● **Data under study**:
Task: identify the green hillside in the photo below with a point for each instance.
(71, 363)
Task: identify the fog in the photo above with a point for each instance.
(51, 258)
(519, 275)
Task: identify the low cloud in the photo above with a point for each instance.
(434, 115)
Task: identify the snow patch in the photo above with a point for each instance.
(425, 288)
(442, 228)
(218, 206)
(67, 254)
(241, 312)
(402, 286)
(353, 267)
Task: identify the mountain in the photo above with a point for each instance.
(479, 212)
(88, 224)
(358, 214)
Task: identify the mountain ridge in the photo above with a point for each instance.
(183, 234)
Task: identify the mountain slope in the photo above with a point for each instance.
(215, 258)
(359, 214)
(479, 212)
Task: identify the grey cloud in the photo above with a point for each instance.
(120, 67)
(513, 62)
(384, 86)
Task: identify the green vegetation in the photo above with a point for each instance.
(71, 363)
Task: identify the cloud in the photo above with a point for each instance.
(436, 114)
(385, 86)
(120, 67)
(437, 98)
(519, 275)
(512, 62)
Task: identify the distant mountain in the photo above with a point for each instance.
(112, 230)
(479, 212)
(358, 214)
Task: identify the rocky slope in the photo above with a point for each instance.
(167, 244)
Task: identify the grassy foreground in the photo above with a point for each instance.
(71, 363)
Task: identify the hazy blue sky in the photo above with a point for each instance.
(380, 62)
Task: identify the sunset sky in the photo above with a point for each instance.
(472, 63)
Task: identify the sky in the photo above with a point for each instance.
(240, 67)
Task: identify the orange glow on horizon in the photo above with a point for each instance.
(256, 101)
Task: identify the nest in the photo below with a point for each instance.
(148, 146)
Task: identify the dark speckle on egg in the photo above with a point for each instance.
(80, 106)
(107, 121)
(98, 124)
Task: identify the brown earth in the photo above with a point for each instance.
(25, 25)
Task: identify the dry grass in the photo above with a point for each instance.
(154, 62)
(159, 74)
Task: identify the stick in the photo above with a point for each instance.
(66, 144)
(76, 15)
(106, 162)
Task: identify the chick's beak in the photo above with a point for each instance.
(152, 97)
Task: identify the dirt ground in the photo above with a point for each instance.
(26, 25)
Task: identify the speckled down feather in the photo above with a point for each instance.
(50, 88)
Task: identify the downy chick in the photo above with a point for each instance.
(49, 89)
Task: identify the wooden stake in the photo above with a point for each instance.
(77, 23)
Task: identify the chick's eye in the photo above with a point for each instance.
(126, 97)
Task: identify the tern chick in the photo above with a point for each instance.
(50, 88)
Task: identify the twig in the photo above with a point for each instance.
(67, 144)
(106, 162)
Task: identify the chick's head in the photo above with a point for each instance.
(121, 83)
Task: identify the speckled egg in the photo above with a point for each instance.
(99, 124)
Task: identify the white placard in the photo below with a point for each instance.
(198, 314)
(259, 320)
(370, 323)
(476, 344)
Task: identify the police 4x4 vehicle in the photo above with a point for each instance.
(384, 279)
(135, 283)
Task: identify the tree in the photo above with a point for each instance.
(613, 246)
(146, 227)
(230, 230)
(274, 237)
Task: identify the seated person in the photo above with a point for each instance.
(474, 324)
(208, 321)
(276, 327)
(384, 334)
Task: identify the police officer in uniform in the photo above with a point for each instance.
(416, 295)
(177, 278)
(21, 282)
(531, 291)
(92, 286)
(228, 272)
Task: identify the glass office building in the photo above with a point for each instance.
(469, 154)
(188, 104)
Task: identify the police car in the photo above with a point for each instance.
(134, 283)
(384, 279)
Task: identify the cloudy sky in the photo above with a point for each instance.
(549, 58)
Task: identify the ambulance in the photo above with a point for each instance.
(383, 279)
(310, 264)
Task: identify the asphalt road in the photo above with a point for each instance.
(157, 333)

● **Assignment**: Word for word, give the material above a second time.

● **Output**:
Task: identify the green hillside in the photo below with a point for each instance.
(71, 363)
Task: identify the fog in the photo above with a point for each instance.
(51, 258)
(519, 275)
Task: identify the low cloud in the photo above with a point for each instance.
(434, 115)
Task: identify the snow patch in the photo above with a point for each instance.
(425, 288)
(442, 228)
(218, 206)
(67, 254)
(241, 312)
(402, 286)
(353, 267)
Task: identify the mountain in the photo above with a point for each instance.
(479, 212)
(88, 224)
(358, 214)
Task: identify the mountain ridge in the photo above with a point for each instance.
(183, 234)
Task: identify the mountain slope in the photo above with a point for each instance.
(215, 258)
(359, 214)
(479, 212)
Task: identify the grey cloud in the photo above with a point for each instance.
(120, 67)
(513, 62)
(384, 86)
Task: identify the green vegetation in the photo above with a point for each instance.
(71, 363)
Task: identify the cloud in the photo above with a point for each instance.
(436, 114)
(385, 86)
(120, 67)
(437, 98)
(519, 275)
(512, 62)
Task: identify the distant mountain in the photo above with a point for each instance.
(112, 230)
(479, 212)
(358, 214)
Task: identify the rocky slope in the photo above with a point for each instance.
(167, 244)
Task: identify the grassy foreground in the photo above with a point for each instance.
(71, 363)
Task: identify the hazy blue sky in the photo above with a point for each instance.
(380, 62)
Task: identify the sunset sky in the photo above with a point for each instance.
(472, 63)
Task: identify the sky in the photo above with a point for each instance.
(240, 67)
Task: identify the orange glow on horizon in the photo above with a point for each instance.
(256, 101)
Task: identify the nest in the photo below with a point for each instance.
(148, 146)
Task: identify the dark speckle on egg in the photo above with a point for each instance.
(80, 106)
(107, 121)
(98, 124)
Task: identify the brown earth in the photo above with a point for each instance.
(25, 25)
Task: identify the dry grass in the photo above with a point for each instance.
(154, 62)
(159, 74)
Task: identify the stick in the photo above with a point for each instance.
(66, 144)
(76, 15)
(106, 162)
Task: identify the chick's beak in the photo above with a point for each instance.
(152, 97)
Task: identify the dirt ground in the photo above with a point for each instance.
(26, 25)
Task: identify the speckled down feather in the photo above with a point for each instance.
(50, 88)
Task: identify the downy chick in the photo above with a point for each instance.
(49, 89)
Task: identify the wooden stake in the photo above with a point for each instance.
(77, 23)
Task: identify the chick's eye in the photo above with a point for each instance.
(126, 97)
Task: identify the tern chick in the photo above with a point for each instance.
(50, 88)
Task: identify the twig in the photo above with a point for each instance.
(67, 144)
(106, 162)
Task: identify the chick's head in the photo above with a point for each instance.
(121, 83)
Task: identify the speckled egg in the photo above with a point for each instance.
(99, 124)
Task: identify the white placard in the photo below with a point for each instance.
(198, 314)
(259, 320)
(370, 323)
(476, 344)
Task: identify the police 4x4 vehicle in the photo above with a point for each instance.
(384, 279)
(135, 283)
Task: identify the tree in the photo above with a point for each instance.
(613, 246)
(146, 227)
(230, 230)
(274, 237)
Task: identify the seated person in the photo above with a point for each instance.
(474, 324)
(208, 321)
(276, 327)
(384, 334)
Task: identify the police officer in uniform in the photo above with a point for each instance.
(416, 295)
(177, 278)
(21, 282)
(531, 291)
(92, 286)
(228, 272)
Task: identify the glass office building in the photo above with a point for each instance.
(469, 154)
(188, 104)
Task: identify the police car in the photo above with a point for each instance.
(134, 283)
(384, 279)
Task: identify the cloudy sky in the photo above with a point for each instance.
(549, 58)
Task: identify the ambulance in the photo above with a point for each instance.
(383, 279)
(310, 264)
Task: identify the asphalt road in the photo above with a point for each instance.
(157, 333)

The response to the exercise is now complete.